Eventually I got my final consultation with The Oncology Prof. No thanks to Taura, but thanks to the wonderful Donna from the most beautiful of the many silos, or islands, that comprise our health service. The Princess Alice Hospice nurse assigned to my case, Donna has phone lines that never fall through The Cracks. They’ve given her all the direct lines. Everyone else’s, especially those for patients, will plunge them into a lifetime of infuriating exchanges with an arsenal of patient-thwarting systems.
It would later become apparent The Prof hadn’t really warned me where the next four horses of the cancer apocalypse were going to strike. I got that from information from a book in the library. It was called something like ‘Bowel Cancer for Dummies’ and written by a Dr Patel who realised nobody in the NHS tells you what you need to know when you need to know it.
So I was left on my own with only frequent trips to A&E to use as trial-and-error learning material. I love doctors and nurses (since that’s what my parents were) so I refuse to criticise them. But the advice they gave me on bowel and liver cancer was piecemeal, like trying to assemble a big picture of my pain sources, one jigsaw piece at a time. And obtaining those jigsaw pieces was painful and arduous each time.
A ‘game’ of trial and error is how it must appear to Taura and her colleagues with their new ‘Epic’ tool. Negotiating the cracks is a matter of life and death to the patients writhing in pain, down among the dead and dying men, Amen.
I got my pain management in order only after Donna got me a bed in the hospice. Since I was babbling incoherently when the transfer was made, thanks to too many painkillers and not enough management, I wasn’t too aware of the changes taking place in my environment. I knew I hadn’t died and gone to heaven. It was better than that. I’d passed out and gone to the Princess Alice Hospice in Esher.
As a medical establishment, it’s rated ‘I can’t believe this is NHS-funded’. A hospice makes sure its patients get the best possible End of Life. The people who provide this are mostly volunteers, working under a hierarchy of doctors, nurses and nursing assistants. The startling difference between hospital and hospice is that everyone is so well drilled. That’s all achieved without a computer, by people talking and listening to each other.
The Epic NHS is the opposite. I’ve been five years in the care of the NHS and my study is nearly complete. Doctors, nurses and nursing assistants are generally wonderful, but they are like remote islands. Between them like these enormous barriers, built using terrible IT systems and commandeered by civilian administrators looking for an easy life.
I’m ready to reveal the horrors lurking in the cracks between, if anyone in the NHS is interested.
Look out for a worst-selling book, The Cracks.
Nick died a week after this article was published, on September 5, 2023. He was 62.

[Referring expression pointing data]

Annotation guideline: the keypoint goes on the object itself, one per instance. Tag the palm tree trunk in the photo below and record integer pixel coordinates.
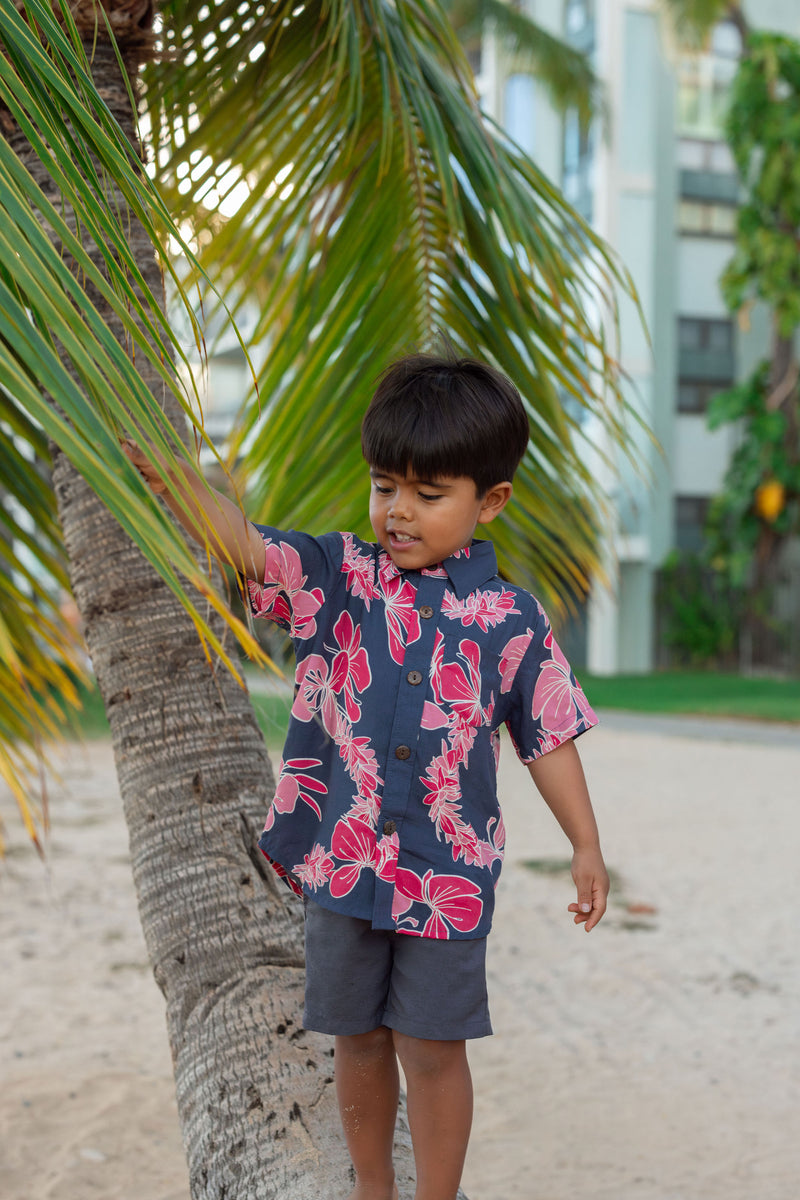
(254, 1091)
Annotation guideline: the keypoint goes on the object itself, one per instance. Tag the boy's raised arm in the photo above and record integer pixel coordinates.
(206, 515)
(560, 780)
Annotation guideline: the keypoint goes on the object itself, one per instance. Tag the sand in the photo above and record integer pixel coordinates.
(654, 1059)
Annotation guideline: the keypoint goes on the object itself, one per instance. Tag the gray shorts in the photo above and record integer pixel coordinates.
(359, 978)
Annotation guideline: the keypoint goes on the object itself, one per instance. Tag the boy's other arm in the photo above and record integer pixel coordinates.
(206, 515)
(560, 780)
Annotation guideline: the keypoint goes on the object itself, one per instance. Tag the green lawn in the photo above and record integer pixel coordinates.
(708, 694)
(704, 693)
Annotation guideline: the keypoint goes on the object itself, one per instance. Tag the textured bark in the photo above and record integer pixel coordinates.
(224, 937)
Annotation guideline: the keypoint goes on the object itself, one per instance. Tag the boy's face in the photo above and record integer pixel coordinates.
(420, 522)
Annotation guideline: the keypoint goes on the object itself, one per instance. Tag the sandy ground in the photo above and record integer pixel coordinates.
(655, 1059)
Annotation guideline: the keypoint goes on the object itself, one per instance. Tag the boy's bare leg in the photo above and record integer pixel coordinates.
(439, 1111)
(367, 1089)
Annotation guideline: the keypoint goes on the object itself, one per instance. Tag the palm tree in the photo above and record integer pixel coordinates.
(377, 204)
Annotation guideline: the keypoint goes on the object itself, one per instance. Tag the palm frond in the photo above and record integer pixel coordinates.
(380, 208)
(565, 71)
(692, 21)
(65, 373)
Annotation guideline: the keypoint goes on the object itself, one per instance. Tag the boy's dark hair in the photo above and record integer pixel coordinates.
(445, 417)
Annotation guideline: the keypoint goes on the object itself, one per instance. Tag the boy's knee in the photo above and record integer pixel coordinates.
(365, 1045)
(425, 1056)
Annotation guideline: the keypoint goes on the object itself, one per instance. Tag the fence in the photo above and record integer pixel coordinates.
(699, 621)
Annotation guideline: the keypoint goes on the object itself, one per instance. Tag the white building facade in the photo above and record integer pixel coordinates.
(659, 184)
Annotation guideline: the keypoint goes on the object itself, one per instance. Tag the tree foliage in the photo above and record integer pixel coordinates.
(376, 205)
(763, 130)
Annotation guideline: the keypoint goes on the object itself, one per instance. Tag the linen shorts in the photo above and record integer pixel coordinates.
(359, 978)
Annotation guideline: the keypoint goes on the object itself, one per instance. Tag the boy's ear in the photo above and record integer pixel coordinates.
(494, 502)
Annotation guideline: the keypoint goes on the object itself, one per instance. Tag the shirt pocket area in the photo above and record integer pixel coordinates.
(464, 681)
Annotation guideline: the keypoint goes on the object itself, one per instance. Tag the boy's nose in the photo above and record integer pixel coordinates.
(400, 507)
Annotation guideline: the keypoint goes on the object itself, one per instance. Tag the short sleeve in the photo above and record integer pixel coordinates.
(299, 575)
(548, 705)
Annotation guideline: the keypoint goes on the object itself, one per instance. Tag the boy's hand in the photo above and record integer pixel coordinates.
(143, 465)
(591, 881)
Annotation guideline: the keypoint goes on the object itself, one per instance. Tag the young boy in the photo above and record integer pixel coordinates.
(411, 653)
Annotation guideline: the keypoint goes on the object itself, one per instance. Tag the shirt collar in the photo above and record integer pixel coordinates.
(467, 569)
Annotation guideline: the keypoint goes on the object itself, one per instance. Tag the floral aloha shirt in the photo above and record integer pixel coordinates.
(386, 803)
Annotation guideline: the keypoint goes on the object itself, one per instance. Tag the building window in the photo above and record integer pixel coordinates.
(705, 334)
(578, 17)
(695, 395)
(704, 83)
(699, 220)
(705, 360)
(691, 513)
(577, 183)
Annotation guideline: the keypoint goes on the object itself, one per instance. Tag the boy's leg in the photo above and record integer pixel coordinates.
(367, 1089)
(439, 1111)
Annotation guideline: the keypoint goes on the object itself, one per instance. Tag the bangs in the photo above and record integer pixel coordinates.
(438, 418)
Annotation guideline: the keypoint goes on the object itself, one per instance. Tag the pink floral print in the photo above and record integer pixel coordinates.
(385, 805)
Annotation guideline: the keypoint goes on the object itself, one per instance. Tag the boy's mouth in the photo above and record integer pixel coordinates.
(401, 540)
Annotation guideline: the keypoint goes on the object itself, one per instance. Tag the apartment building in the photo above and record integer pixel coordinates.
(659, 184)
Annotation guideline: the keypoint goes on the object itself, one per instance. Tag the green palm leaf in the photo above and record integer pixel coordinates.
(65, 375)
(380, 207)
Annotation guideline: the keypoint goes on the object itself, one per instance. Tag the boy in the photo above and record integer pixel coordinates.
(411, 653)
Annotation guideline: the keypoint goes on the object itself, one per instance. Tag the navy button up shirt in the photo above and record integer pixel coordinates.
(386, 803)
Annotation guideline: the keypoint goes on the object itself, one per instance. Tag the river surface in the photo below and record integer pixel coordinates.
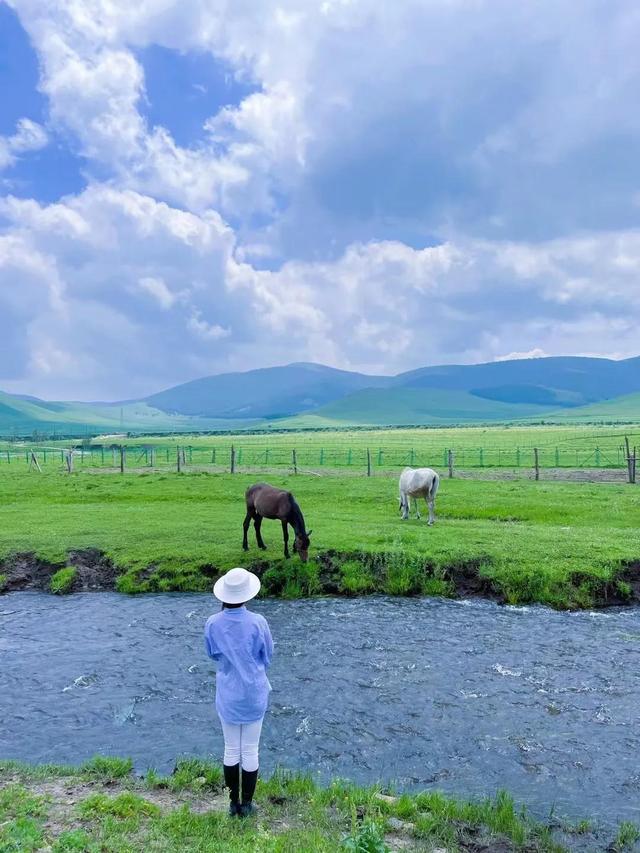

Work instructions: In the essay on NHS cancer care, substitute "coworkers" for "colleagues" and give the passage from "A ‘game’ of" up to and including "dying men, Amen.". Use only the essay on NHS cancer care.

Solution for this exercise:
A ‘game’ of trial and error is how it must appear to Taura and her coworkers with their new ‘Epic’ tool. Negotiating the cracks is a matter of life and death to the patients writhing in pain, down among the dead and dying men, Amen.